■ What is required:
Extract every line of the listing below that contains the word "would".

■ Excerpted records:
##########
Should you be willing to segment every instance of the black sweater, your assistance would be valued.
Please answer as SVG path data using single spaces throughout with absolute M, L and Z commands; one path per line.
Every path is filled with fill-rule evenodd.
##########
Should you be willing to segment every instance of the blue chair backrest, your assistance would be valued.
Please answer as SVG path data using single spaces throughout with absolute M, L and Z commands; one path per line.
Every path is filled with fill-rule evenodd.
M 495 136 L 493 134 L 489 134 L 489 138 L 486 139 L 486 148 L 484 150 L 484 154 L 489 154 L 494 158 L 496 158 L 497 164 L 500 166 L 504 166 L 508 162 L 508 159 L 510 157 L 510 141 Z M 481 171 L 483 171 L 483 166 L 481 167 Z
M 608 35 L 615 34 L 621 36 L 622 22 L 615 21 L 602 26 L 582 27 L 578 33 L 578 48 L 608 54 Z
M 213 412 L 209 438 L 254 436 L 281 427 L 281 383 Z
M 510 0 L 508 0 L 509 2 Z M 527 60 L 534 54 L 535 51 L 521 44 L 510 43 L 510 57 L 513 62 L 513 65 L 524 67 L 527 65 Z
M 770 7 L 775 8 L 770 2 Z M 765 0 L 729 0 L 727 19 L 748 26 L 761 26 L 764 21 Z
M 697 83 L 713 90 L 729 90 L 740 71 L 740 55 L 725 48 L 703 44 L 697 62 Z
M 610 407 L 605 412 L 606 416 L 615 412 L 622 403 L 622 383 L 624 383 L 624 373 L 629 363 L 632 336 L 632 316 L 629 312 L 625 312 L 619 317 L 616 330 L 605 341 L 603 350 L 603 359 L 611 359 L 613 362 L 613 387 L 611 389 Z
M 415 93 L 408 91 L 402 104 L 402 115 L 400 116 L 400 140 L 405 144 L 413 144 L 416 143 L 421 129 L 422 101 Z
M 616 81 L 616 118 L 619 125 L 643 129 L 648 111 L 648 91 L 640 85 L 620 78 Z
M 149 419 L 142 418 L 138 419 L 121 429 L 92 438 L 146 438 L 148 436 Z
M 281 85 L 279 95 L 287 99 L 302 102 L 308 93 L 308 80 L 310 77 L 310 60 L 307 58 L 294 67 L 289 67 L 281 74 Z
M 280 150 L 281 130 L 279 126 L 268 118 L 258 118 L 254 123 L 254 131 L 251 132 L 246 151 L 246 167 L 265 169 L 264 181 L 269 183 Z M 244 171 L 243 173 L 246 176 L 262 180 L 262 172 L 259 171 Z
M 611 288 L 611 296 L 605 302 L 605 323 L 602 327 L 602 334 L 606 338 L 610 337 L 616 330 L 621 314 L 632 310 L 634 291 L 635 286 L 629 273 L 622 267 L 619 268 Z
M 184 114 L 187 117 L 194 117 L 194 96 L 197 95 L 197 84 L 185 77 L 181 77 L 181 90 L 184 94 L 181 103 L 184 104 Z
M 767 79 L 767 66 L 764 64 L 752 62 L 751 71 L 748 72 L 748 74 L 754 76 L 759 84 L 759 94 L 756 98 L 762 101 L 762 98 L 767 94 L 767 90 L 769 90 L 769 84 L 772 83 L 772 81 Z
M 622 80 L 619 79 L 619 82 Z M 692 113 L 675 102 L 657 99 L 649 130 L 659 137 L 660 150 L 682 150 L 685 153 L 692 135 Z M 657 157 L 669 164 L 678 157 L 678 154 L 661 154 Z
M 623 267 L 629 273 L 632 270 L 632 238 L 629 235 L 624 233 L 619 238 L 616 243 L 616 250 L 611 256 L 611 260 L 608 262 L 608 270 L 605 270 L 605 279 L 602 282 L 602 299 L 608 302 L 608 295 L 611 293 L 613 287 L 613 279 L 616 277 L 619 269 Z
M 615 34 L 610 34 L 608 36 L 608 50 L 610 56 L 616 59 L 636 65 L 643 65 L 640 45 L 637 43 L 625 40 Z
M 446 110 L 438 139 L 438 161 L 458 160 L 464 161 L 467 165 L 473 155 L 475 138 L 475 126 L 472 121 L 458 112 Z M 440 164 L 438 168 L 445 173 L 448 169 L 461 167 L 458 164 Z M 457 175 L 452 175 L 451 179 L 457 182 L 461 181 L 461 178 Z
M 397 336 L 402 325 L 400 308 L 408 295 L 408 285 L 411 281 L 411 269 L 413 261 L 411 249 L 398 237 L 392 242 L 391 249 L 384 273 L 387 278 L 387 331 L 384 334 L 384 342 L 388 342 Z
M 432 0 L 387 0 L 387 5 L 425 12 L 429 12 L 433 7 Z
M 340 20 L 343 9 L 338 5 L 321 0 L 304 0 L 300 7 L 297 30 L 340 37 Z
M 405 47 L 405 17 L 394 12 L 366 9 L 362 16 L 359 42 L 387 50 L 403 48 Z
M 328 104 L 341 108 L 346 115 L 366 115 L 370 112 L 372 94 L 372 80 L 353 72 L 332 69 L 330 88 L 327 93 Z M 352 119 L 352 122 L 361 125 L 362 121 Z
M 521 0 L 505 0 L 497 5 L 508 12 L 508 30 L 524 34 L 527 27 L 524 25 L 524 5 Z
##########
■ Response:
Should you be willing to segment every instance of the black sweater, your assistance would be valued.
Should you be willing to segment every instance of the blue chair backrest, your assistance would be valued.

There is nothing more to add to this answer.